▼▼▼

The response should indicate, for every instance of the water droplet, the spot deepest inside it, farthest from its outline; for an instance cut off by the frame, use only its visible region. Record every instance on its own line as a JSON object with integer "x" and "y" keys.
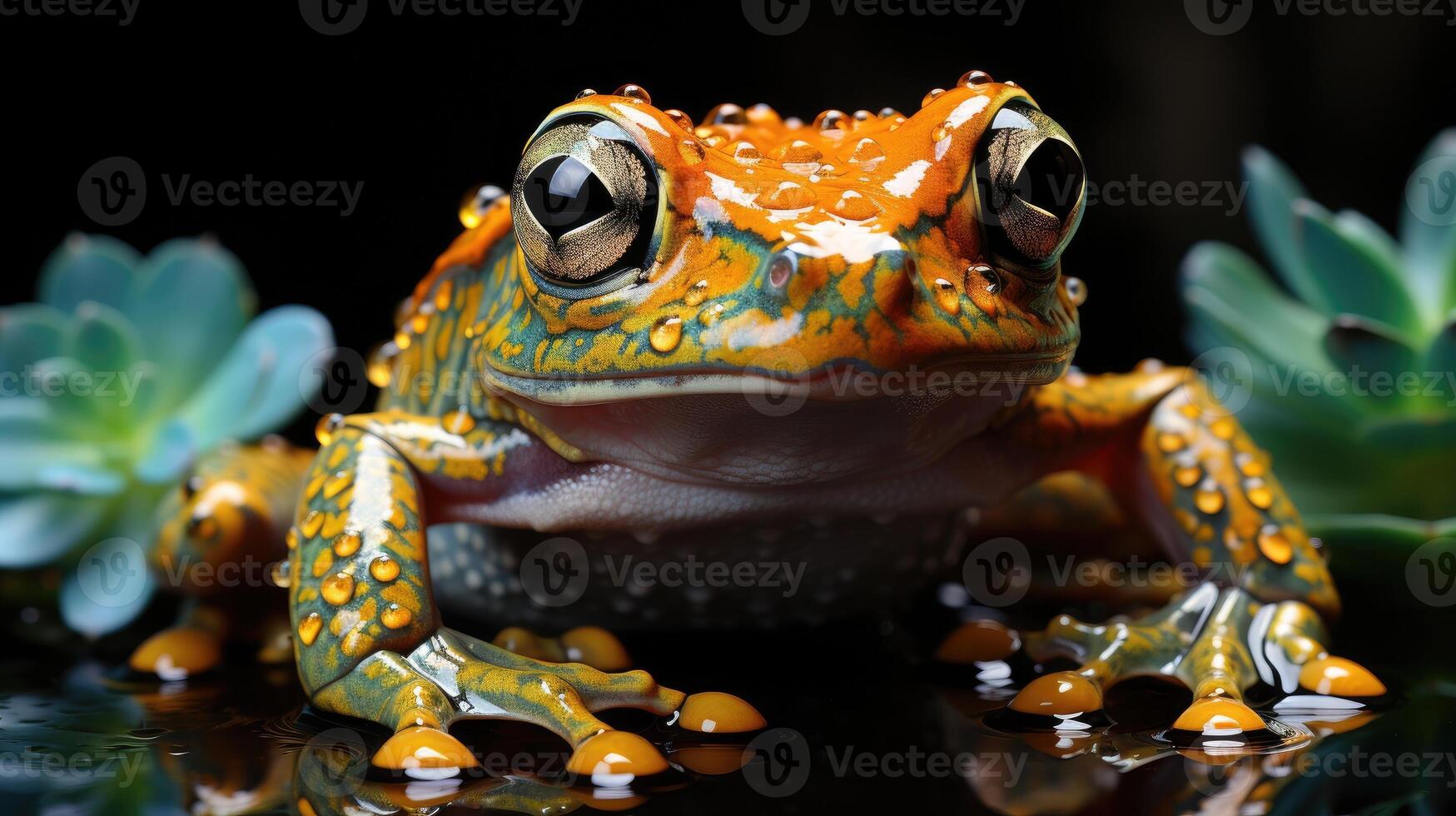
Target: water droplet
{"x": 696, "y": 293}
{"x": 667, "y": 332}
{"x": 1076, "y": 291}
{"x": 947, "y": 296}
{"x": 855, "y": 206}
{"x": 1275, "y": 544}
{"x": 383, "y": 569}
{"x": 476, "y": 202}
{"x": 309, "y": 629}
{"x": 787, "y": 196}
{"x": 635, "y": 92}
{"x": 336, "y": 589}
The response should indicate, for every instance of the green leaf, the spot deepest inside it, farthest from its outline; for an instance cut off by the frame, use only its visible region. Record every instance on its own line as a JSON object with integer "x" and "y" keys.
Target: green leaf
{"x": 188, "y": 306}
{"x": 1429, "y": 223}
{"x": 262, "y": 382}
{"x": 38, "y": 528}
{"x": 1351, "y": 277}
{"x": 87, "y": 267}
{"x": 1273, "y": 192}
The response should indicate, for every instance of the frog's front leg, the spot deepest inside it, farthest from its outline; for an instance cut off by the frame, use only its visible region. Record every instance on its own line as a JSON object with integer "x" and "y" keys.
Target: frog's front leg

▲▲▲

§ **Task brief**
Every line above that holds "object" should be copied out.

§ **Task response**
The response should indicate, for every instance of the water droplet, the spot deepest inside it, farthest from its outline; for an instance cut off by the frame, use only its visible region. Record every instance on its own line as a JSON object with integer "x" and "y" keys.
The response should indicate, for every instance of the green leaf, the spot deepest inside it, farthest from its outline; for an instance cut off by the frame, use only its visible region. Record every instance on its own line as a JSON object with integer "x" and "y" keys.
The response should indicate, for every instance of the frog's front leg, the spot deepest inside it, farthest from its outline; for an instance cut off by the frame, use only its visible region. Record every instance on its own line as a JSON object with integer "x" and "y" keys.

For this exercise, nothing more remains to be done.